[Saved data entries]
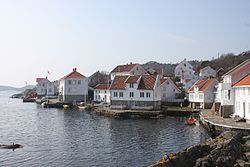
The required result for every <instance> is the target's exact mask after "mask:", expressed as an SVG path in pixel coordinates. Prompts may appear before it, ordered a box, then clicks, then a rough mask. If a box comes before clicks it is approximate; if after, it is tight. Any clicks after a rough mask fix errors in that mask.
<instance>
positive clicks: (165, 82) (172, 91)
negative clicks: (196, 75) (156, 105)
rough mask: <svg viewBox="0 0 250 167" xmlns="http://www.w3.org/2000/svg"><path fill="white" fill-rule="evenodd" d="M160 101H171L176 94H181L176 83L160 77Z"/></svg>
mask: <svg viewBox="0 0 250 167" xmlns="http://www.w3.org/2000/svg"><path fill="white" fill-rule="evenodd" d="M161 94H162V96H161V101H166V102H167V101H171V100H173V99H176V96H177V95H178V94H181V90H180V89H179V88H178V87H177V86H176V84H175V83H174V82H173V81H172V80H171V79H170V78H166V79H161Z"/></svg>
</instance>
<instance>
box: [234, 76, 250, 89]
mask: <svg viewBox="0 0 250 167" xmlns="http://www.w3.org/2000/svg"><path fill="white" fill-rule="evenodd" d="M238 86H239V87H240V86H241V87H242V86H250V74H248V75H247V76H245V77H244V78H242V79H241V80H240V81H238V82H237V83H235V84H234V87H238Z"/></svg>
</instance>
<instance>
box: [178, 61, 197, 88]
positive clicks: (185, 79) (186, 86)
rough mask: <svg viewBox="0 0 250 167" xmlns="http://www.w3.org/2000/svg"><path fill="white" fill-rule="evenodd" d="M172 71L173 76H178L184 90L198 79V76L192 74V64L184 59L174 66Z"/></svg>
mask: <svg viewBox="0 0 250 167" xmlns="http://www.w3.org/2000/svg"><path fill="white" fill-rule="evenodd" d="M174 73H175V77H177V78H180V82H181V83H182V84H183V88H184V89H186V90H188V89H189V88H190V87H191V86H192V85H193V84H194V83H195V81H196V80H197V79H198V76H196V75H195V74H194V70H193V66H192V65H191V64H190V63H189V62H188V61H187V60H186V59H184V60H183V61H181V62H180V63H179V64H178V65H177V66H176V67H175V70H174Z"/></svg>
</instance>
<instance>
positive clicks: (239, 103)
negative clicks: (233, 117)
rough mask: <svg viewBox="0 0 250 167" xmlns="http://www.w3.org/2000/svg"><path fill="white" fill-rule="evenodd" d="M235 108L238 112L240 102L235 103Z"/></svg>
mask: <svg viewBox="0 0 250 167" xmlns="http://www.w3.org/2000/svg"><path fill="white" fill-rule="evenodd" d="M235 108H236V110H238V111H239V110H240V102H238V101H237V102H236V106H235Z"/></svg>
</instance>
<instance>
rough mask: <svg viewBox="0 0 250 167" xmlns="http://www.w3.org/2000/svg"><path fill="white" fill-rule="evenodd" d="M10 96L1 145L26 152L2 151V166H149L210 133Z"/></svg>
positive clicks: (8, 150) (4, 98)
mask: <svg viewBox="0 0 250 167" xmlns="http://www.w3.org/2000/svg"><path fill="white" fill-rule="evenodd" d="M6 94H7V93H6ZM7 97H8V96H7V95H3V94H1V93H0V106H1V111H0V112H1V114H0V117H1V119H0V141H1V142H2V143H7V144H8V143H11V142H15V143H20V144H22V145H24V148H23V149H19V150H15V151H14V152H13V151H9V150H0V164H1V166H147V165H149V164H151V163H152V162H155V161H156V160H157V159H159V157H160V156H161V155H162V154H163V153H164V152H165V153H169V152H176V151H180V150H182V149H184V148H185V147H187V146H190V145H193V144H196V143H199V142H200V133H204V130H203V129H202V128H201V127H200V126H186V125H184V123H183V122H184V121H183V118H180V117H177V118H175V117H167V118H164V119H158V120H129V119H124V120H123V119H111V118H105V117H102V116H97V115H96V114H94V113H93V112H91V111H87V112H83V111H79V110H64V109H44V108H41V107H39V106H37V105H36V104H33V103H22V102H21V100H18V99H9V98H7Z"/></svg>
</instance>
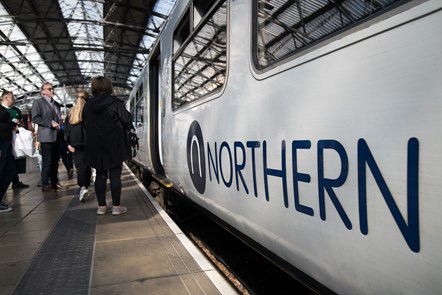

Task to complete
Please pick out each line in the entries that contains the word "positive", and copy those lines.

Finished exercise
positive clicks: (165, 82) (172, 91)
positive clicks: (185, 79) (186, 86)
positive clicks: (239, 103)
positive clicks: (8, 150) (4, 98)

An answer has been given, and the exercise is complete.